_TASK INSTRUCTIONS_: Please explain, in one to three sentences, why the Blood Feast review below says it is impossible to care what happens to the rest of the cast.

_EXCERPT_:

The rest of the cast are almost as bad, making it impossible to care what happens to any of them, as you are too busy wincing at every leaden line that falls out of their mouths. It’s quite astonishing, really.
Is it all bad though? Not quite. That all-important gore is quite the spectacle, even if it is mainly red paint and wobbly bits thrown around. The first murder in the bathtub is genuinely shocking, with the camera slowly lingering over the victim’s naked and bloody body, her exposed breasts barely covered by bubbles, with a huge red mess where her eye used to be. It’s a brutally effective opener and one can only imagine what a jaw-dropper it was in 1963.
The other murders are equally full-on, with one unfortunate girl having her brain graphically removed, while another has her tongue ripped out of her mouth in what is easily the best scene of the film.
Fuad’s lair, while cheap and perfunctory, has some nice colour to it, its deep reds and lashings of blood contrasting nicely with the blue and gold of Ishtar’s statue. It’s not much, but it’s decent enough. And that’s about it from the positives.
Basically, Blood Feast does well at graphically murdering young women, who are usually stripped to their underwear at the very least, setting a template that would be repeated and reworked again and again for decades to come. In fact, it’s impossible to understate just how important a film it is, both in its initial impact and how it changed the very face of horror cinema.
It’s just a shame that it’s such a bloody awful film at the same time.

_GIVEN INFORMATION_:

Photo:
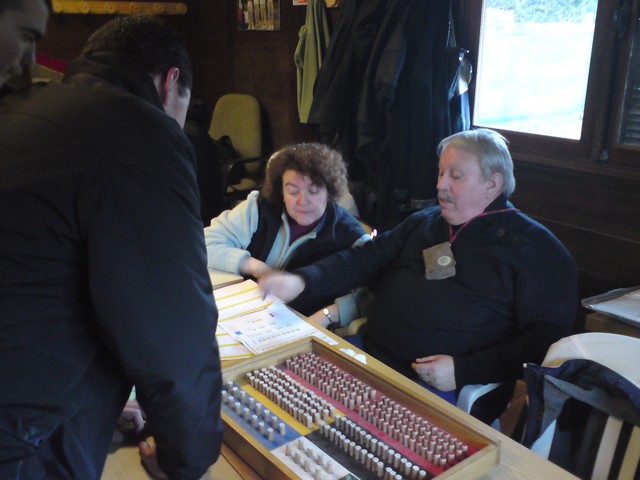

_RESPONSE TO THE TASK_: Viewers are too busy wincing at every leaden line that falls out of the actors' mouths to care what happens to any of them. The rest of the cast are almost as bad as the performer discussed before them.